[Point-based annotation data]
********
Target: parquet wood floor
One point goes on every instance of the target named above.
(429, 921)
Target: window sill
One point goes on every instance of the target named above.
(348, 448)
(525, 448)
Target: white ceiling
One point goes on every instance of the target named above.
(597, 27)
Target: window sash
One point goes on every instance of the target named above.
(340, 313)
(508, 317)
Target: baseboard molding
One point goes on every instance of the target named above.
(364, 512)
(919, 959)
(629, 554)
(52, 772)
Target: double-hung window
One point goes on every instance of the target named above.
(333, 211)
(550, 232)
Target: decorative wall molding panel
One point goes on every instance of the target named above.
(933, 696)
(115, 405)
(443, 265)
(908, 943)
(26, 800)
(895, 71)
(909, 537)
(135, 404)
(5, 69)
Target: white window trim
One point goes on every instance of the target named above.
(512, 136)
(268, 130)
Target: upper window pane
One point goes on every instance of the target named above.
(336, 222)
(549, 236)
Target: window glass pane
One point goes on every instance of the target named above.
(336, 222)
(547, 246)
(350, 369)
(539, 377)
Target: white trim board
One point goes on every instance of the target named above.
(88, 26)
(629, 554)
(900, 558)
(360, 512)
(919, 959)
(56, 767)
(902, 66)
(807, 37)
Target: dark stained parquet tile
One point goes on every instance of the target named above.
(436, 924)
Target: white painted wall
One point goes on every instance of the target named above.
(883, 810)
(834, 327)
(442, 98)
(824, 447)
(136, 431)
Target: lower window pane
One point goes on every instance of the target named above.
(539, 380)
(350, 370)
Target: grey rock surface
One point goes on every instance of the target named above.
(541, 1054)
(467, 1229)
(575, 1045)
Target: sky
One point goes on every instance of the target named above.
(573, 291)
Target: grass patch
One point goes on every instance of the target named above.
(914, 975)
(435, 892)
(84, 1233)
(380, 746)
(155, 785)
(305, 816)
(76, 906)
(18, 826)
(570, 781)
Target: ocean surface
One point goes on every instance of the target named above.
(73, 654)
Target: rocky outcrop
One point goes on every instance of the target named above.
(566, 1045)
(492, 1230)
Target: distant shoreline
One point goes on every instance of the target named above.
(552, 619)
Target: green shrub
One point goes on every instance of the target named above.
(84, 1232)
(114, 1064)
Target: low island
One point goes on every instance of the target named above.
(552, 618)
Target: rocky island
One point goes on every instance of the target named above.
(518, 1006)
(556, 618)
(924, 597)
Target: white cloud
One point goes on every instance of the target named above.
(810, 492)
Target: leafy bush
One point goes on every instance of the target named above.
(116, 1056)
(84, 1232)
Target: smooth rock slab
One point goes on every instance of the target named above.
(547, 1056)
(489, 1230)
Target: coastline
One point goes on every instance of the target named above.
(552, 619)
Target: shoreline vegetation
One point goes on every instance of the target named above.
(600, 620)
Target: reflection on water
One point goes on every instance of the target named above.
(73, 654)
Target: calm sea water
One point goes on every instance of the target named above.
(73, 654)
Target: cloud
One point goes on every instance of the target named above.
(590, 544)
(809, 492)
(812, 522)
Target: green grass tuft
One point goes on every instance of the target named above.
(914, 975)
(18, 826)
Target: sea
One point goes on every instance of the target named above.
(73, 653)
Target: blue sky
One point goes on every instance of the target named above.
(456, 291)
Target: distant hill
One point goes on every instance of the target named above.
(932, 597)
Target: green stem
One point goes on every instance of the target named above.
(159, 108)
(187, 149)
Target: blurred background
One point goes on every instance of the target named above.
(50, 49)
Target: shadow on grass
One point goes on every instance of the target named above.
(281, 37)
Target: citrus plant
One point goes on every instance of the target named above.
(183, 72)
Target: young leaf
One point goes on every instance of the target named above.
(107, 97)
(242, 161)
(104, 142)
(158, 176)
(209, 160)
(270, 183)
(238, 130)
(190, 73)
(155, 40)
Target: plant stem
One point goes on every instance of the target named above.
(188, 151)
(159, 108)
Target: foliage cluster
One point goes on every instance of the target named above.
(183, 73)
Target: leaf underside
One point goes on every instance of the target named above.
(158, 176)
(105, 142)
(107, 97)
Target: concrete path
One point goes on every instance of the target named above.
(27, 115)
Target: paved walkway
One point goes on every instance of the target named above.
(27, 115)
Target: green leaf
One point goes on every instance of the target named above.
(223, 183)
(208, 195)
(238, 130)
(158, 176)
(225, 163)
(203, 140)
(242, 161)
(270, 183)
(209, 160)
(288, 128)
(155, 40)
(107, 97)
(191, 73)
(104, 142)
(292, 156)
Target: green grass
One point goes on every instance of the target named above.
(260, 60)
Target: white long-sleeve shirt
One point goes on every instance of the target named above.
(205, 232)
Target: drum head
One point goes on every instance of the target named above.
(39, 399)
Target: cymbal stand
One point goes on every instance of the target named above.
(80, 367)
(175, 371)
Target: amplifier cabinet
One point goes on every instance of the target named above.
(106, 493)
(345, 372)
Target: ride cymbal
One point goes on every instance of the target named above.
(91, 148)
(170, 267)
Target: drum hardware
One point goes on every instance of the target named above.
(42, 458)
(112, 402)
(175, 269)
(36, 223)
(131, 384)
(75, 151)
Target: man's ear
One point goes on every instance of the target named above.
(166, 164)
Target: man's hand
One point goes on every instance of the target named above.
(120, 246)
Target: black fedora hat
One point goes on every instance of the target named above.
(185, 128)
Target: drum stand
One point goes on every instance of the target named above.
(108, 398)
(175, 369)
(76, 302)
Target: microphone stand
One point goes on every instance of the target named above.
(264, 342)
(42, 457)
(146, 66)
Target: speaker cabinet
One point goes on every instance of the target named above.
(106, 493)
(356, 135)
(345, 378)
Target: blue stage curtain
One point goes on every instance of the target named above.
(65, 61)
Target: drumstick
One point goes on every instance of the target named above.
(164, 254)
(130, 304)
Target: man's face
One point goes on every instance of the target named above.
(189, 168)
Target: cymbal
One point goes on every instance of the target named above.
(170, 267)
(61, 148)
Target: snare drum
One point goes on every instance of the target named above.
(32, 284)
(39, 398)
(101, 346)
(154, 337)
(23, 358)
********
▸ Objective
Rewrite all of the entries, putting "listed above" in place of every occurrence of "named above" and keeping everything else the same.

▸ Result for this task
Target: parquet wood floor
One point goes on every instance of the target listed above.
(429, 921)
Target: window sill
One point goes on every instance of the target listed above.
(348, 448)
(525, 448)
Target: white ceiling
One point goes on every instance of the target listed above.
(597, 27)
Target: window sash
One point goes on every instance of the target listed above.
(340, 313)
(508, 317)
Target: baseboard molding
One point goes on every instance of the target listed above.
(364, 512)
(919, 959)
(629, 554)
(52, 772)
Target: double-hung window
One point goes on every instance of the target listed above.
(333, 211)
(550, 232)
Target: decorative wall molding panel
One point goes on every instance of the target listed above.
(933, 696)
(115, 405)
(443, 265)
(908, 943)
(26, 800)
(895, 71)
(909, 537)
(135, 404)
(5, 69)
Target: white window trim
One point goes on every instance of the target listed above.
(512, 136)
(268, 130)
Target: upper window pane
One point goes on every instance of the target listed above.
(336, 222)
(549, 236)
Target: window glass pane
One point goes on every instance of the target listed above.
(336, 222)
(547, 246)
(350, 369)
(539, 377)
Target: white trim board
One point goes on every instance of the target listed above.
(88, 26)
(629, 554)
(900, 558)
(360, 512)
(919, 959)
(56, 767)
(902, 66)
(807, 37)
Target: dark stained parquet tile
One point goes on every instance of the target listed above.
(436, 924)
Target: white painted wall
One point goes on every instance of the target listed above.
(883, 810)
(834, 327)
(442, 98)
(824, 447)
(136, 431)
Target: lower window pane
One point goes on every instance of the target listed above.
(539, 380)
(350, 370)
Target: grey rock surface
One point goes on every instance of the target listed above.
(541, 1054)
(467, 1229)
(575, 1045)
Target: sky
One point goes on every instance of the target listed above.
(573, 291)
Target: grass patch
One point goes on every instance of the target listed above.
(914, 975)
(435, 892)
(84, 1233)
(380, 746)
(155, 785)
(305, 816)
(76, 906)
(18, 826)
(570, 781)
Target: ocean surface
One point goes on every instance of the target listed above.
(73, 654)
Target: rocky outcrop
One point goes on every instance of the target listed above.
(566, 1045)
(492, 1230)
Target: distant shoreline
One point goes on every instance of the target listed above.
(552, 619)
Target: green shrub
One point goes on every instance of the target listed above.
(84, 1232)
(114, 1064)
Target: low island
One point goes on every instance of the target listed above.
(552, 618)
Target: rocky island
One point goes on every instance of the target listed above.
(518, 1006)
(556, 618)
(924, 597)
Target: white cloud
One point goes on every instance of the target listed above.
(810, 492)
Target: leafy bush
One point goes on every instance of the target listed above.
(116, 1056)
(84, 1232)
Target: smooth rock slab
One point goes on every instance of the target listed above.
(547, 1056)
(489, 1230)
Target: coastline
One point goes on every instance of the target listed above.
(552, 619)
Target: shoreline vegetation
One point goes on every instance of the target listed above.
(600, 620)
Target: reflection on water
One point goes on every instance of the target listed above.
(73, 654)
Target: calm sea water
One point goes on every instance of the target listed above.
(73, 654)
Target: cloud
One point goes on every instance of the target listed above.
(590, 544)
(809, 492)
(812, 522)
Target: green grass tuft
One point goes on every instance of the target listed above.
(914, 975)
(18, 826)
Target: sea
One point goes on every instance of the target listed above.
(73, 653)
Target: blue sky
One point goes on every instance of the target listed above.
(456, 291)
Target: distant hill
One point goes on every instance of the target listed above.
(932, 597)
Target: green stem
One point goes on every instance of the target listed above.
(159, 108)
(187, 149)
Target: blurred background
One point goes on every instance of the target listed above.
(50, 49)
Target: shadow on grass
One point goes on every instance of the target listed above.
(281, 37)
Target: citrus plant
One point goes on every instance of the target listed above.
(183, 72)
Target: young leaf
One point goes on every instance of the target listed above.
(107, 97)
(242, 161)
(104, 142)
(158, 176)
(209, 160)
(270, 183)
(238, 130)
(190, 73)
(155, 40)
Target: plant stem
One point goes on every instance of the target listed above.
(188, 151)
(159, 108)
Target: foliage cluster
One point goes on every instance of the target listed above.
(183, 73)
Target: leaf underside
One point goes on every instance of the target listed above.
(158, 176)
(105, 142)
(107, 97)
Target: concrete path
One point goes on every instance of the target listed above.
(27, 115)
Target: paved walkway
One point goes on every instance of the target listed above.
(27, 115)
Target: green leaf
One point goes on every instance of the target listed above.
(223, 183)
(208, 195)
(238, 130)
(158, 176)
(225, 163)
(203, 140)
(242, 161)
(270, 183)
(209, 160)
(288, 128)
(155, 40)
(107, 97)
(191, 73)
(104, 142)
(292, 156)
Target: green grass
One point goes on every instance of the target listed above.
(260, 60)
Target: white long-sleeve shirt
One point goes on every instance of the target listed above.
(205, 232)
Target: drum head
One point goes on every instance of the target listed above.
(39, 399)
Target: cymbal stand
One point goes on every instance of the target listed above.
(80, 367)
(175, 371)
Target: amplifier cabinet
One point goes on every instance of the target listed above.
(106, 493)
(345, 372)
Target: ride cymbal
One point goes on every instance of the target listed above.
(91, 148)
(170, 267)
Target: drum hardware
One point goes on every instance of the target listed above.
(42, 458)
(112, 402)
(175, 269)
(36, 223)
(131, 384)
(75, 151)
Target: man's ear
One point goes on every instance of the target listed above.
(166, 164)
Target: man's hand
One point goes on every instance of the target listed above.
(120, 246)
Target: black fedora hat
One point goes on every instance of the target listed above.
(185, 128)
Target: drum stand
One point goes on every instance of the target listed above.
(108, 398)
(175, 369)
(76, 302)
Target: microphone stand
One point goes on every instance of the target listed above.
(264, 342)
(42, 457)
(146, 66)
Target: speaker cabinet
One point goes on every instance of the target listed above.
(106, 493)
(356, 135)
(345, 378)
Target: blue stage curtain
One point goes on every instance of the target listed above.
(65, 61)
Target: drumstick
One point goes on every instance of the target listed above.
(164, 254)
(130, 304)
Target: man's face
One point goes on every instance of the target listed above.
(189, 168)
Target: cymbal
One point goes on every instance of the target listed above.
(170, 267)
(61, 148)
Target: snare drum
One point goes on every instance of the target listed above.
(32, 284)
(39, 398)
(101, 346)
(154, 337)
(23, 358)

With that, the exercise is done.